Nvidia and the Fed. That seemed to be all investors cared about last week – Nvidia, to gauge whether the AI frenzy would continue, and the Fed to gauge how much higher interest rates can go. By the end of the week stocks finished mixed with an outperformance in tech and growth stocks while Treasury yields moved higher on the short end and were unchanged on the longer-end (the 10-year Treasury yield went as high as 4.37%, hitting the highest level since 2007).
Earnings results from Nvidia crushed analysts’ estimates. It reported revenues that grew over 100% from a year ago, driven by its data center segment that saw a 171% jump in revenues. This segment is associated with the AI chips it makes for tasks like machine learnings and large language models, where a single unit sells as high as $40k. There has been a massive wave of investment in this area as no company wants to get left behind and the potential productivity and efficiency improvements it may provide. The company forecasted revenues of $16 billion for the current quarter, well above the average estimate of $12.4 billion. Obviously Nvidia is the largest beneficiary of the AI investment wave to date.
It appeared to be a buy the rumor sell the news event though as much of the current and future growth potential may be priced into the stock. Shares were up 9% the first three days of the week heading into the earnings, were up another 8% after its results were released, but ended up closing unchanged.

▶ **TASKS TO CARRY OUT**
1. List every dollar amount that appears in the text on Nvidia and the Fed.
2. Retype the text on Nvidia and the Fed word for word, from "Earnings results from" to "wave to date.".

▶ **RECORD SET**
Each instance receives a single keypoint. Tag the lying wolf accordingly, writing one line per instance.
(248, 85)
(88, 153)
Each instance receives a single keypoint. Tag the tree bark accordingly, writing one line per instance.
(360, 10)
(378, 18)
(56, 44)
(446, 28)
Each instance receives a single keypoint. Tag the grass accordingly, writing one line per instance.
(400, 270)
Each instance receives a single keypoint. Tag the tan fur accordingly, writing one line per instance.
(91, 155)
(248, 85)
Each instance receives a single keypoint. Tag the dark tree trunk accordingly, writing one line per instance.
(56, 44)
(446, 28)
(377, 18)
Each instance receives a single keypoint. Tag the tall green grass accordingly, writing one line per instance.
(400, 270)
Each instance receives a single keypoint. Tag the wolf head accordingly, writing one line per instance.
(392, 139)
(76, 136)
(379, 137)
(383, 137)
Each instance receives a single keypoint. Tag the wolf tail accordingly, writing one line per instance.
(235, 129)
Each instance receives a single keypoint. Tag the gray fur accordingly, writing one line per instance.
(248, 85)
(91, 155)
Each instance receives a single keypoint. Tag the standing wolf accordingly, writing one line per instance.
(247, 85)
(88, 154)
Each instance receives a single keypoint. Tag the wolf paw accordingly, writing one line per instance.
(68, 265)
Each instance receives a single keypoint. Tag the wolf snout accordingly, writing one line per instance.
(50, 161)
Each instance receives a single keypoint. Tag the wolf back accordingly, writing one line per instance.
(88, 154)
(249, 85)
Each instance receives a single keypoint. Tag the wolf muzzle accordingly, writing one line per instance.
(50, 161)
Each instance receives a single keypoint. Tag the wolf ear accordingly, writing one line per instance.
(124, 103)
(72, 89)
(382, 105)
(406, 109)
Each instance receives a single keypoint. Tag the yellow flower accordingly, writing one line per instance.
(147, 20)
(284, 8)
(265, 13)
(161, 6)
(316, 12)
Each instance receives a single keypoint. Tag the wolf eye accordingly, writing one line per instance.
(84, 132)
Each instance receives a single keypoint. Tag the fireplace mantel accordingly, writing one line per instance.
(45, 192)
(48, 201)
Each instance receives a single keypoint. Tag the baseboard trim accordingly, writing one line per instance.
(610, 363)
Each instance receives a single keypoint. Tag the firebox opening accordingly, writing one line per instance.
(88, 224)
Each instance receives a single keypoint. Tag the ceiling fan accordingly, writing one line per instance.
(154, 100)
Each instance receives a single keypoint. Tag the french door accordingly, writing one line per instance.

▶ **ANSWER LIST**
1. $40k, $16 billion, $12.4 billion

2.
Earnings results from Nvidia crushed analysts’ estimates. It reported revenues that grew over 100% from a year ago, driven by its data center segment that saw a 171% jump in revenues. This segment is associated with the AI chips it makes for tasks like machine learnings and large language models, where a single unit sells as high as $40k. There has been a massive wave of investment in this area as no company wants to get left behind and the potential productivity and efficiency improvements it may provide. The company forecasted revenues of $16 billion for the current quarter, well above the average estimate of $12.4 billion. Obviously Nvidia is the largest beneficiary of the AI investment wave to date.